● WHAT TO WORK ON
Return every line of the records below verbatim, with no pictures in the copy.
--- LISTED ENTRIES ---
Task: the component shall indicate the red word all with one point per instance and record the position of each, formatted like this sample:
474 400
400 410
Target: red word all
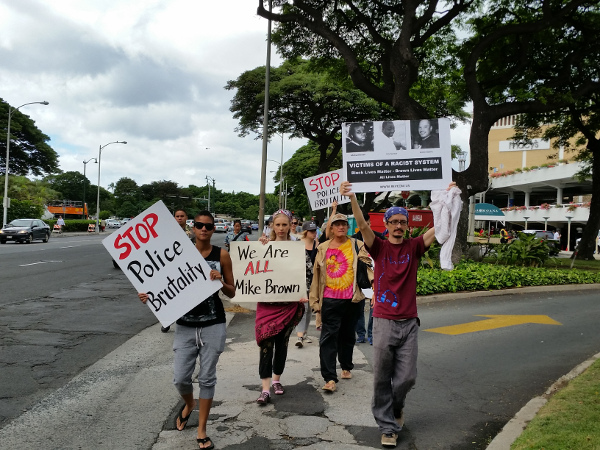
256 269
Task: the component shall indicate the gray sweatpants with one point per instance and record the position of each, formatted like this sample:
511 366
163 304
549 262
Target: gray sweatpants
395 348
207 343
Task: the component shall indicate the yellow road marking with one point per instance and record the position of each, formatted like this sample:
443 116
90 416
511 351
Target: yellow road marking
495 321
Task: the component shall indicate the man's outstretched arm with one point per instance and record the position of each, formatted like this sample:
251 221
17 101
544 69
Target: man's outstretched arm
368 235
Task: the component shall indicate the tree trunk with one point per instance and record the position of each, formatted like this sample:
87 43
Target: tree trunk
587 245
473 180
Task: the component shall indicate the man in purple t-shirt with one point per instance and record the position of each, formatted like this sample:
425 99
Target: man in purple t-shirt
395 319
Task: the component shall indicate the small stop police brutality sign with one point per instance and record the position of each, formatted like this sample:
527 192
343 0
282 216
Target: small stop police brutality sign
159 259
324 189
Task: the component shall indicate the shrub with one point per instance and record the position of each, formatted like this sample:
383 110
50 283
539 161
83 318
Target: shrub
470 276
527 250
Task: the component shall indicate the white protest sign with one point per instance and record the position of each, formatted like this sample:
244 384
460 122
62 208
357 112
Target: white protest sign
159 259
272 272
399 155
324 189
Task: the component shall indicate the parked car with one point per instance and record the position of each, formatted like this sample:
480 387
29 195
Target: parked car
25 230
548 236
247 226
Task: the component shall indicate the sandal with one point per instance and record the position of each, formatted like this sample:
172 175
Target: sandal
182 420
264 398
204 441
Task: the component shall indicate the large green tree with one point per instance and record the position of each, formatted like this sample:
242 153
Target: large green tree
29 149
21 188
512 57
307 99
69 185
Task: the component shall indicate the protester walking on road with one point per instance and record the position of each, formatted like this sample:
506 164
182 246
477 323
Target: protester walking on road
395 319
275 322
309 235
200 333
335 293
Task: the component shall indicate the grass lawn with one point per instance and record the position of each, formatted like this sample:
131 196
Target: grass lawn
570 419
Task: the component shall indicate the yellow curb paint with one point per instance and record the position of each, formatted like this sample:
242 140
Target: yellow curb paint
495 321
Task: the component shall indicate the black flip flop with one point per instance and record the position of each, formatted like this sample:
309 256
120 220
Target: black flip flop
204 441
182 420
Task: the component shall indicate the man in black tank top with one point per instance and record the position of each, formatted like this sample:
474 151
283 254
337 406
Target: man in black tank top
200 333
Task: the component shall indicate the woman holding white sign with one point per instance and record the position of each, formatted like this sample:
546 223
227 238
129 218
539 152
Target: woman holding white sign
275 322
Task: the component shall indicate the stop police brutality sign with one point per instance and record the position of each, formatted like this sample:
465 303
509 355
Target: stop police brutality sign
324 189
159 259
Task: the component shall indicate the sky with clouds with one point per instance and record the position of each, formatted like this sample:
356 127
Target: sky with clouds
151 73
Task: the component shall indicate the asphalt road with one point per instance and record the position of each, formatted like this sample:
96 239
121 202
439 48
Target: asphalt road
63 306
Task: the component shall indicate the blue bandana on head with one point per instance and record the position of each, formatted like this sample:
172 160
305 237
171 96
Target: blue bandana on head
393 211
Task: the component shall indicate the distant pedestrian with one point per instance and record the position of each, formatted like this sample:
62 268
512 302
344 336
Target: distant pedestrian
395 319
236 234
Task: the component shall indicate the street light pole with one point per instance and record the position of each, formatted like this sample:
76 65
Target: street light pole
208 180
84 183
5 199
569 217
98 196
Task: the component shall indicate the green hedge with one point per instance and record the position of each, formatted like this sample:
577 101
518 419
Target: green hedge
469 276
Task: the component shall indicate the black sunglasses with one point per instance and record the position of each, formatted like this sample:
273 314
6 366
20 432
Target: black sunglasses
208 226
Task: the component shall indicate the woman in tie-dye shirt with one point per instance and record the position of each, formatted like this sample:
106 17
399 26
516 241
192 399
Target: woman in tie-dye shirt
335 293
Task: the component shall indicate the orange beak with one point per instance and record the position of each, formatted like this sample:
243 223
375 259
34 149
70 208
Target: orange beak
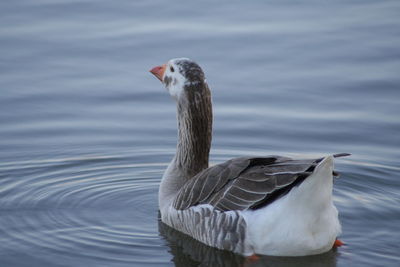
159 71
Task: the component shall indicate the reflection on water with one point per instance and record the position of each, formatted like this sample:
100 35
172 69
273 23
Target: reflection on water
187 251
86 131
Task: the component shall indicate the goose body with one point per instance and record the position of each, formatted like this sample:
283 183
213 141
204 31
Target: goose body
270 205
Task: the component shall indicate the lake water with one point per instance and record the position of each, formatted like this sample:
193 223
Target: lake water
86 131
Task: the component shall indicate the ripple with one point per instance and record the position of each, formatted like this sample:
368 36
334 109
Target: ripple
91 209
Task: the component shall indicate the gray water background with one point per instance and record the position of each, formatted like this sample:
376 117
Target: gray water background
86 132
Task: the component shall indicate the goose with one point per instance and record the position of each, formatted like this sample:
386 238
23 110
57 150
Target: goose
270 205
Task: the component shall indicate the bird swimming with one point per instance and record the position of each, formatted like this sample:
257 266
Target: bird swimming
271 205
---
● RESULT
Task: the component shall indicate the red word all with one point per instance and record the position of each, formatted like this sample:
474 400
400 410
Target: red word all
256 269
Task: the component shall indicate the gray sweatpants with one point per instance and record the position of each, formatted like this sample:
511 366
163 304
549 262
Target: gray sweatpants
395 348
207 343
Task: the component shall indicate the yellow road marking with one point per instance and record the position of each, formatted like this sample:
443 116
90 416
511 351
Target: yellow road marking
495 321
Task: the component shall indicate the man's outstretched arm with one point per instance and record the position of each, formatted like this sample:
251 221
17 101
544 69
Target: man's outstretched arm
368 235
Task: the component shall indicate the tree trunk with one point per instance and record the position of each, formatted like this sample:
87 43
Target: tree trunk
587 245
473 180
Task: the component shall indicate the man in purple t-shirt with one point per instance and record the position of each, formatted like this sample:
425 99
Target: man in purple t-shirt
395 319
Task: the component shall indicate the small stop police brutality sign with one point per instance and record the position of each, formatted like this sample:
527 192
343 0
282 216
Target: small stop police brutality sign
159 259
324 189
Task: the component shall indicate the shrub with one point per instance and record the position of each, formatted like this sample:
383 110
50 283
539 161
83 318
Target: shrub
470 276
527 250
Task: the component shall indicate the white protest sign with one point per instance and record the position of each, formatted like this sample:
244 384
460 122
62 208
357 112
Target: white protest sign
159 259
272 272
399 155
324 189
Task: the component shall indicate the parked car with one point per instance and record the position of each, formatted like this sample:
480 387
29 195
Target: parked car
25 230
548 236
247 226
Task: the component shall indicate the sandal with one point per instance and record the position of each, formatted like this sample:
172 175
Target: sandal
182 420
264 398
204 441
Task: the component shall indicate the large green tree with one point per instance and record the position of each, formatted like this sample:
242 153
Target: large green tree
29 149
21 188
512 57
307 99
69 185
Task: the component shall indicate the protester walking on road with one point per instance and record the position of each, formatted like this sample:
506 164
182 246
477 323
Target: protester walking on road
395 319
275 322
309 235
200 333
335 293
Task: the component shall indicate the grass lawn with one point per instance and record the position of each, formatted like this sample:
131 196
Target: grass lawn
570 419
Task: the component shall indicate the yellow curb paint with one point per instance and record the position of each, formatted like this sample:
242 140
Target: yellow curb paint
495 321
Task: the component shall indicate the black flip flop with one point per instance and record the position of each, formatted like this sample:
309 256
120 220
Target: black flip flop
204 441
182 420
Task: the component shall indicate the man in black tank top with one point per instance and record the position of each, formatted like this sample:
474 151
283 254
337 406
Target: man in black tank top
200 333
Task: the component shall indicate the woman holding white sign with one point per instance and record the position of each, formatted like this sample:
546 223
227 238
129 218
539 152
Target: woman holding white sign
275 322
Task: the component shall indicate the stop police brutality sign with one point per instance and record the position of each, formatted like this sample:
465 303
509 355
Target: stop police brutality sign
324 189
159 259
Task: the component shall indicate the sky with clouds with one point per instance and record the position of each, formatted like this sample:
356 127
Target: sky with clouds
151 73
Task: the component shall indicate the asphalt road with one point per instance and record the position of each, formatted like this sample:
96 239
121 202
439 48
Target: asphalt road
63 306
Task: the component shall indicate the blue bandana on head with one point per instance and record the position of each, formatted like this sample:
172 160
305 237
171 96
Target: blue bandana on head
393 211
Task: the component shall indicate the distant pedestrian with one point per instance and record the position of each, formatted like this sample:
62 268
512 302
344 336
Target: distant pedestrian
395 319
236 234
Task: the component shall indicate the street light pole with one point per instance and record the position of each, formatted like this sample:
76 65
Target: street light pole
208 180
84 183
5 199
569 217
98 196
Task: the component shall indicate the green hedge with one point per instance and record the position of each, formatted like this sample:
577 101
518 419
Target: green hedge
469 276
Task: the component shall indicate the black sunglasses with one point per instance and record the position of each, formatted like this sample:
273 314
6 366
20 432
Target: black sunglasses
208 226
Task: the component shall indicate the woman in tie-dye shirt with one point per instance and record the position of each, formatted like this sample:
106 17
399 26
516 241
192 399
Target: woman in tie-dye shirt
335 293
Task: the component shall indicate the orange beak with one point per instance and record the position of each, formatted like this sample:
243 223
375 259
34 149
70 208
Target: orange beak
159 71
Task: the component shall indicate the reflection on water with one point per instance and record the position of each, formatted like this sample:
100 35
172 69
273 23
Target: reflection on water
187 251
86 131
Task: the component shall indicate the goose body with one point per instance and record the position of each, formatted like this sample:
283 183
213 141
204 31
Target: goose body
270 205
Task: the component shall indicate the lake water with one point per instance and record the position of each, formatted like this sample:
193 223
Target: lake water
86 131
Task: the component shall indicate the ripple with one point per instance and record the position of each, formatted like this sample:
368 36
334 109
Target: ripple
91 209
Task: the component shall indicate the gray water background with one point per instance and record the position of each, formatted like this sample:
376 117
Target: gray water background
86 132
Task: the component shall indicate the goose with one point per instance and record the position of each, formatted like this sample:
386 238
23 110
57 150
Target: goose
270 205
Task: the component shall indicate the bird swimming with one point per instance and record the position of each, formatted like this sample:
257 266
Target: bird swimming
271 205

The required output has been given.